Data records:
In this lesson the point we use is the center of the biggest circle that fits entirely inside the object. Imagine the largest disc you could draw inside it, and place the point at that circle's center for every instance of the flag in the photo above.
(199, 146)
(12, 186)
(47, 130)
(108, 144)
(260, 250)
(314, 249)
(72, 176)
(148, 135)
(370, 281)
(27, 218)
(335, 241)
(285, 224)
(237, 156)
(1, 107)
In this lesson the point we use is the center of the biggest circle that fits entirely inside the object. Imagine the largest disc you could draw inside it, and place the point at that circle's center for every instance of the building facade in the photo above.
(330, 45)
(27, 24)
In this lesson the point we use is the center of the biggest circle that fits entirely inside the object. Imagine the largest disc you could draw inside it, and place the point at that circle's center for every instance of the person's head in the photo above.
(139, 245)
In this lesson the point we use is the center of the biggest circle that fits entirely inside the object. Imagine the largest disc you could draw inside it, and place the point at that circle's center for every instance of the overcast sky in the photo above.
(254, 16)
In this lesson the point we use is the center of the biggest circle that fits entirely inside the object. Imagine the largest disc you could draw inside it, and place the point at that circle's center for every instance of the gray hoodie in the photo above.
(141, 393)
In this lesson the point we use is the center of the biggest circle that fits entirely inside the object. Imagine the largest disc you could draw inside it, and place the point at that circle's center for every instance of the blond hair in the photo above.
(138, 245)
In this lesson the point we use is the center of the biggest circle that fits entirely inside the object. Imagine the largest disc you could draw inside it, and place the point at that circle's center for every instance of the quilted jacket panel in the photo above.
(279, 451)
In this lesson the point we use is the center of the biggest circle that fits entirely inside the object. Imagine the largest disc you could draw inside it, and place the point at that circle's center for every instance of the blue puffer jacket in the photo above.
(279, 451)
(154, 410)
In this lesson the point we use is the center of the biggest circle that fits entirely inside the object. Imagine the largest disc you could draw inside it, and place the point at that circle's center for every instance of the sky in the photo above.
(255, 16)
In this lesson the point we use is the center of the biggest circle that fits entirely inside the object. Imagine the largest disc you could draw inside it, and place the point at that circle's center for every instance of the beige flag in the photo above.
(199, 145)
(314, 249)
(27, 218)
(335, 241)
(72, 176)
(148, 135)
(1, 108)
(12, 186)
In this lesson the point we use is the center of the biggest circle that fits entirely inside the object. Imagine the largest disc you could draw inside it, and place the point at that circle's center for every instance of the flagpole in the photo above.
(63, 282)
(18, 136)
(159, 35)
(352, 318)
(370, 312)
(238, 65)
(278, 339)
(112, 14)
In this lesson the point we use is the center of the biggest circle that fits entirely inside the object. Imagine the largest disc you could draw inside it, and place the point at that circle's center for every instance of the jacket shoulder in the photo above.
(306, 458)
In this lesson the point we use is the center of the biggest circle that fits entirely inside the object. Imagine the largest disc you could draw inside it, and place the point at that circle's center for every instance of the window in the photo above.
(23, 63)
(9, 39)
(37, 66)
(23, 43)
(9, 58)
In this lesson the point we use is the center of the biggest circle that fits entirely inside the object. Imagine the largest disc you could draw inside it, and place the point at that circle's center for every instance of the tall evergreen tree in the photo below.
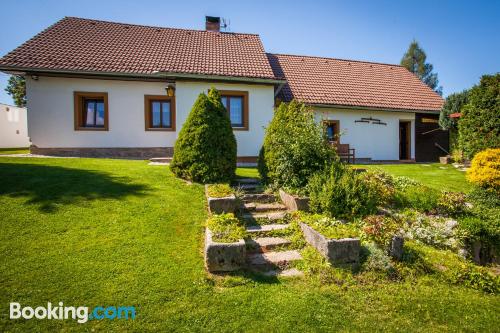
(16, 87)
(414, 60)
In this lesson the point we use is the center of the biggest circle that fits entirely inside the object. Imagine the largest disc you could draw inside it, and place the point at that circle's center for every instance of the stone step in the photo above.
(290, 272)
(271, 216)
(265, 244)
(161, 159)
(247, 181)
(259, 197)
(264, 207)
(266, 227)
(272, 260)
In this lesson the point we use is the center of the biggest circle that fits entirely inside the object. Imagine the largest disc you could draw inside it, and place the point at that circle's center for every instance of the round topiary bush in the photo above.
(205, 150)
(485, 169)
(295, 147)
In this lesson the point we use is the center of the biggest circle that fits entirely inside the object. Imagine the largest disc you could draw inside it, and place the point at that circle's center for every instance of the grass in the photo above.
(435, 175)
(9, 151)
(113, 232)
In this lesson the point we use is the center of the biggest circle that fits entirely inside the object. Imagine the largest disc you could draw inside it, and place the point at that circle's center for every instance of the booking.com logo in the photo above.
(80, 313)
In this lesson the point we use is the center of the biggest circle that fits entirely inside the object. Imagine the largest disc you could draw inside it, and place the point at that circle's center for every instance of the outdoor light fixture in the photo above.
(170, 90)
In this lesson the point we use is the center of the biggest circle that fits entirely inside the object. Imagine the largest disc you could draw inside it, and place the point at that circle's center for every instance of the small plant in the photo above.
(340, 192)
(485, 170)
(220, 190)
(402, 182)
(377, 260)
(330, 227)
(381, 184)
(226, 228)
(477, 278)
(379, 229)
(451, 203)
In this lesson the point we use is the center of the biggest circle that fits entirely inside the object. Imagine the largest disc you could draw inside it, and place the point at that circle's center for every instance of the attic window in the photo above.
(236, 104)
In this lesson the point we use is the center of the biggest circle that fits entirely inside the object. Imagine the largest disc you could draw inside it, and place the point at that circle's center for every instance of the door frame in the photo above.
(407, 124)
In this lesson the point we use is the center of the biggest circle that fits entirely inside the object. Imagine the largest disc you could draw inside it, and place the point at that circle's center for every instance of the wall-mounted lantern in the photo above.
(171, 90)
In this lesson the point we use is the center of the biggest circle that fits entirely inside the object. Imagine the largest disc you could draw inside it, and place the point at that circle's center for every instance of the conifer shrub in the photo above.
(295, 147)
(205, 150)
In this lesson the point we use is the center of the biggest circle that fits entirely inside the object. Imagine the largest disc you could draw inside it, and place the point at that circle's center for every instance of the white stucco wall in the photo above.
(51, 116)
(378, 142)
(13, 127)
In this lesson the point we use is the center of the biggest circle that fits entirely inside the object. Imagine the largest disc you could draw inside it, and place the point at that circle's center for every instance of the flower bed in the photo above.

The task: Reproduce all entries exactly. Pictures do not belong in the copy.

Solution for this task:
In this lesson the point we use is the center of the biggest circle that fits entirely inside the object. Imagine the largest disc you could draw inside it, and place the point at that circle's center for every instance of the flag in the photo above.
(199, 146)
(12, 186)
(47, 130)
(108, 144)
(260, 250)
(314, 249)
(72, 176)
(148, 135)
(370, 281)
(27, 218)
(335, 241)
(285, 224)
(237, 156)
(1, 107)
In this lesson the point we use is the center of the biggest circle that fits entirely inside the object. Imagine the largest disc you could draw inside it, and place the point at that circle's center for every instance of the building facade in the photo above.
(330, 45)
(27, 24)
In this lesson the point we use is the center of the biggest circle that fits entirely inside the object. Imagine the largest disc you could draw inside it, and place the point at that circle's center for every instance of the person's head in the photo above.
(139, 245)
In this lesson the point we use is the center of the biggest circle that fits entirely inside the object. Imagine the largest disc you could draw inside it, and place the point at that circle's center for every instance of the overcast sky in the photo above.
(254, 16)
In this lesson the point we use is the center of the biggest circle that fits entirely inside the object. Imagine the largest disc you could draw inside it, and place the point at that circle's center for every instance of the gray hoodie in the photo above.
(141, 393)
In this lesson the point we use is the center of the biggest circle that fits entirely inside the object. Imagine the largest disc you could draw inside it, and place the point at that circle's center for every instance of the blond hair in the photo above.
(138, 245)
In this lesson the point we use is the center of the biggest circle that fits entirely inside the object. Imagine the largest disc you could draw inside it, and place the point at that circle's center for every instance of the quilted jacket panel in the photo above.
(279, 451)
In this lesson the point we use is the center of the biggest circle that fits entirely inside the object. Imagine the largest disc you could draw inside it, and place the point at that circle's center for every instance of the blue puffer jacket in the photo above.
(279, 451)
(154, 410)
In this lesson the point we use is the center of the biggest circle that fits entirely inside the object. Imagine the largest disc you could draw inside it, and place the point at that circle's center for every instance of the sky in the photo above.
(255, 16)
In this lesson the point we use is the center of the biggest circle that fits entirely inside the object. Imagine the largest disc you could draw inside it, and place the point at that circle's center for every instance of the beige flag in the photo above.
(199, 145)
(314, 249)
(27, 218)
(335, 241)
(72, 176)
(148, 135)
(1, 108)
(12, 186)
In this lesson the point we use is the center of the biggest circle that fits entirely inside the object. Imagine the largest disc you could draw inside it, and place the point at that circle's center for every instance of the flagpole in the photo above.
(63, 282)
(18, 136)
(159, 35)
(352, 318)
(370, 312)
(238, 65)
(278, 339)
(112, 14)
In this lesson the point we use is the center of the biggest circle that fits entirely inside the object. Imagine the largest disc you could draw inside it, and place the point at that circle's center for every instance of the jacket shoulder in the photo above.
(306, 458)
In this lesson the point we use is the center of the biggest circle that fits entirely inside the object. Imagine the largest disc you could draw inside it, and place the point at that circle's center for every instance of the window in the photo above.
(23, 63)
(9, 39)
(37, 66)
(23, 43)
(9, 58)
In this lesson the point we use is the center of the biggest circle that fits entirely inside the object. Imagine the largest disc you could draw inside it, and place the point at that circle's center for every instance of the tall evergreen tree in the photo below.
(16, 87)
(414, 60)
In this lesson the point we use is the center of the biggest circle that fits entirely inside the object. Imagine the largest disc you could draw inside it, and place the point at that circle's center for every instance of the stone step in the photo above.
(290, 272)
(271, 216)
(265, 244)
(161, 159)
(247, 181)
(259, 197)
(264, 207)
(266, 227)
(272, 260)
In this lesson the point we use is the center of the biggest circle that fits entirely inside the object. Imagine the largest disc you could draw inside it, and place the point at that circle's center for every instance of the round topiary bush in the photo above.
(205, 150)
(485, 169)
(295, 147)
In this lesson the point we use is the center of the biggest circle that fits entirely inside the object. Imagine the largest disc you could draw inside it, and place the point at that circle's center for every instance of the grass in the photo above.
(435, 175)
(9, 151)
(113, 232)
In this lesson the point we use is the center of the biggest circle that fits entirely inside the object. Imagine the largest disc you could draw inside it, and place the point at that circle's center for every instance of the booking.com logo in the photo above.
(80, 313)
In this lesson the point we use is the center of the biggest circle that fits entirely inside the object. Imagine the largest disc you could draw inside it, and place the point at that circle's center for every instance of the outdoor light fixture in the photo above.
(170, 90)
In this lesson the point we use is the center of the biggest circle that fits entirely inside the object. Imagine the largest disc you could draw inside it, and place the point at that circle's center for every instance of the small plant in the photo above.
(340, 192)
(485, 170)
(220, 190)
(402, 182)
(377, 260)
(330, 227)
(381, 184)
(226, 228)
(477, 278)
(379, 229)
(451, 203)
In this lesson the point we use is the center of the biggest circle that fits entirely inside the object. Imagine the largest disc you could draw inside it, and place the point at that circle's center for every instance of the attic window in the photo above.
(236, 104)
In this lesson the point we use is the center of the biggest circle that fits entirely inside the object. Imagine the largest disc you could draw inside it, and place the point at that circle's center for every instance of the door frame in the photo above.
(407, 124)
In this lesson the point we use is the center of the biggest circle that fits entirely inside the object. Imagine the largest disc you could draw inside it, and place the point at that circle's center for every instance of the wall-mounted lantern in the photo above.
(171, 90)
In this lesson the point we use is the center of the biggest circle that fits entirely inside the object. Imagine the largest disc you could draw inside it, and place the point at that circle's center for every instance of the conifer shrub in the photo above.
(295, 147)
(205, 150)
In this lesson the point we use is the center of the biggest circle that fits entirely inside the object. Imagine the largest disc you could draw inside it, and place the point at that circle's center for every instance of the white stucco wall in the photo above.
(51, 116)
(378, 142)
(13, 127)
In this lesson the point we use is the center of the biggest circle that fits entirely inside the object. Imagine the largest disc you could draw inside it, and place the point at that circle's center for every instance of the flower bed in the photo above.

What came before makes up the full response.